↓↓↓

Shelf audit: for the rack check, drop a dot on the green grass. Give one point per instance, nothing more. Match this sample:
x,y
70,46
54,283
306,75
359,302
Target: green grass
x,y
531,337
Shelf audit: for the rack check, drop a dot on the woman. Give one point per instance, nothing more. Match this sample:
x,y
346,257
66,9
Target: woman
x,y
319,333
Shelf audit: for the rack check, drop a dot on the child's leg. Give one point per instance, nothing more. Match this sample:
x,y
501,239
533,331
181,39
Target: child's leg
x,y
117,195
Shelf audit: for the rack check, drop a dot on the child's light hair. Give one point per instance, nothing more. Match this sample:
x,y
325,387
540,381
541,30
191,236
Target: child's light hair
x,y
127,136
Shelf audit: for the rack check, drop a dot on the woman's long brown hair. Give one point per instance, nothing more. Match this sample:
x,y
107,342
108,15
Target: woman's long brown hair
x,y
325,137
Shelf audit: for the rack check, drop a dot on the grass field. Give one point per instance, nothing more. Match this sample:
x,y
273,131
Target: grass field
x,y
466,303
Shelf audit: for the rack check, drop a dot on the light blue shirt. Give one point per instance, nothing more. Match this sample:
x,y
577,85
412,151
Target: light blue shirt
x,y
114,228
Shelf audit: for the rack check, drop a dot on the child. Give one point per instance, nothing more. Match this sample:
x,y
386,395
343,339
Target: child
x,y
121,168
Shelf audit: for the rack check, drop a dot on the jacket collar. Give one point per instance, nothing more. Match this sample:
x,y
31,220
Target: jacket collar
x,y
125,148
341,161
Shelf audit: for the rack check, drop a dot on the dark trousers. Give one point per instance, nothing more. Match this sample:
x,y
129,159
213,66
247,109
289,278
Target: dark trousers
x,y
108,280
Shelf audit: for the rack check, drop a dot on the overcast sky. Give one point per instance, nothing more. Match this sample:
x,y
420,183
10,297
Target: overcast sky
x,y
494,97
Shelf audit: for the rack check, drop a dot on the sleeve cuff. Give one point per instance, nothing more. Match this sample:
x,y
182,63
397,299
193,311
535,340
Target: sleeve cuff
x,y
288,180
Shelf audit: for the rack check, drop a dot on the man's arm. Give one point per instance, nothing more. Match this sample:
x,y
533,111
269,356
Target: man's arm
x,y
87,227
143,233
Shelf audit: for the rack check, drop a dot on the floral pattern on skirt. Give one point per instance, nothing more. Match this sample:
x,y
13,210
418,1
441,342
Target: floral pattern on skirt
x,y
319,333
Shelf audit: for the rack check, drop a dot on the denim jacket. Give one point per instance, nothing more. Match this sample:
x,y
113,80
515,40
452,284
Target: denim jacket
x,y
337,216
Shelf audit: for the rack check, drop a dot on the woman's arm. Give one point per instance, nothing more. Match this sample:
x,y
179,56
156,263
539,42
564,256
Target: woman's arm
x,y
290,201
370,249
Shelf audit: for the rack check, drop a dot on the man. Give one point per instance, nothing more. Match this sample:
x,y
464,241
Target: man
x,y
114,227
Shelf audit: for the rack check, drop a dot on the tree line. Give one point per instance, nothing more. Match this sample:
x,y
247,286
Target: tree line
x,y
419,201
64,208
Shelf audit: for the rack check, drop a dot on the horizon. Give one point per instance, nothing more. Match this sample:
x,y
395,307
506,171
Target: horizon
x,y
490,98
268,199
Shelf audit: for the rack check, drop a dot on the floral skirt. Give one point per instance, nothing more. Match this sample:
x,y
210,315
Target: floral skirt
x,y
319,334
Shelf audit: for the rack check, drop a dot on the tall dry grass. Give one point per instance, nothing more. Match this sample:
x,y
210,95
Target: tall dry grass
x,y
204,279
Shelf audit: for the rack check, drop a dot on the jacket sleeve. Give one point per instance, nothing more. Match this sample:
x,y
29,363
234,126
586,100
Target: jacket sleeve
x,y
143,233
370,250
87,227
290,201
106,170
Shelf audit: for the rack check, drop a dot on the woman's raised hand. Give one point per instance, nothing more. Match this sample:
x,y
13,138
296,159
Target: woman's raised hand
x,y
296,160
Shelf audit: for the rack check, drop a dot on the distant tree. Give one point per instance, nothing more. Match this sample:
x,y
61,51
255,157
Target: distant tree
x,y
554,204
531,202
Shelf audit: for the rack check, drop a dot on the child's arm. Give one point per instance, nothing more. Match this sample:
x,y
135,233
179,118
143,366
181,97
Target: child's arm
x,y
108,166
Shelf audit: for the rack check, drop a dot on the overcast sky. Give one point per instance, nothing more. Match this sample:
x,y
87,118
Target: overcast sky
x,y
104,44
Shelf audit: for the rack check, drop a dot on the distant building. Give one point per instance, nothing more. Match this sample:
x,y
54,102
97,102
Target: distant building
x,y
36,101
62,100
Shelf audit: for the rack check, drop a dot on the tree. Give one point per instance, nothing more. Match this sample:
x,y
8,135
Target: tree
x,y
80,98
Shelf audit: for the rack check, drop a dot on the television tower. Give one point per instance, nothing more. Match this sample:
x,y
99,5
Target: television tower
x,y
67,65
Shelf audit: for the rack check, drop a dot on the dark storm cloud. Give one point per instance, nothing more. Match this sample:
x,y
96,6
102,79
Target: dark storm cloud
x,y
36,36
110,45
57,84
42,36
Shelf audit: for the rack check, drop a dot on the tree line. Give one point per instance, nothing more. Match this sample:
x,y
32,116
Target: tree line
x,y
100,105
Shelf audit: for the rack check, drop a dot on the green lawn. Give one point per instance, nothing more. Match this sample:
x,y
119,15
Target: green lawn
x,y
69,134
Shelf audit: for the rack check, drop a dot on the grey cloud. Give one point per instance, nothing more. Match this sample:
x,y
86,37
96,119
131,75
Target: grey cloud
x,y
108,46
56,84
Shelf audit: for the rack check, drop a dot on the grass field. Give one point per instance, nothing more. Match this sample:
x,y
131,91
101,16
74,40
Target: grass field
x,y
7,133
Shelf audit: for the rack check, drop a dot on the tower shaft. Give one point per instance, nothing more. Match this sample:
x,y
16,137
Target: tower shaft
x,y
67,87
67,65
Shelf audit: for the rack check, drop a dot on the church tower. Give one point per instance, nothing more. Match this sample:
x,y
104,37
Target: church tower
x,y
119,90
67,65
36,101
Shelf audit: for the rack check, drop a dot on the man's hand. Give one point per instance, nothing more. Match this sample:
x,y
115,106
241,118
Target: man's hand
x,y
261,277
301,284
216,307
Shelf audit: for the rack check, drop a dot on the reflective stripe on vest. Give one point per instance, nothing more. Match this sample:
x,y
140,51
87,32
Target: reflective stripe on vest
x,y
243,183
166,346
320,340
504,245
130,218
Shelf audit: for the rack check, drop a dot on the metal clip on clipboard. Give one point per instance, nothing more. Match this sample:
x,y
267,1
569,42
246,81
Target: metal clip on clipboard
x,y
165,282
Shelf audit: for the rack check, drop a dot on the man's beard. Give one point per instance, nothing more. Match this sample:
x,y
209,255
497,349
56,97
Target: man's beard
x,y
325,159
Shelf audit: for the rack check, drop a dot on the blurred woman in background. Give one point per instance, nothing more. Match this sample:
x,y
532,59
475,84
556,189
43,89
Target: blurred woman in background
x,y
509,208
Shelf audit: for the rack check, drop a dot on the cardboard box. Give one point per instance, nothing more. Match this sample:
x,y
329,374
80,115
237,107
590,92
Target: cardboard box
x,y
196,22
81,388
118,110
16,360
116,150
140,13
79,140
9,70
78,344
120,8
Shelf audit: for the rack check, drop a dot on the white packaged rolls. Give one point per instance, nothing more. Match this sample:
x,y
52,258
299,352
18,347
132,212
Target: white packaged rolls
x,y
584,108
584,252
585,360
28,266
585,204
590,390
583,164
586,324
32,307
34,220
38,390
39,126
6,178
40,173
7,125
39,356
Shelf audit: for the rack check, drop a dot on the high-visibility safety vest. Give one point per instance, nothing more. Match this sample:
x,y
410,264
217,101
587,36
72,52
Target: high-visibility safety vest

↑↑↑

### Activity
Copy out each line of the records that holds the string "safety".

### Answer to this task
Shelf audit: for the rack check, drop a dot on the high-visibility safety vest. Give one point per instance, nothing more. Match this sample:
Target: high-visibility safety vest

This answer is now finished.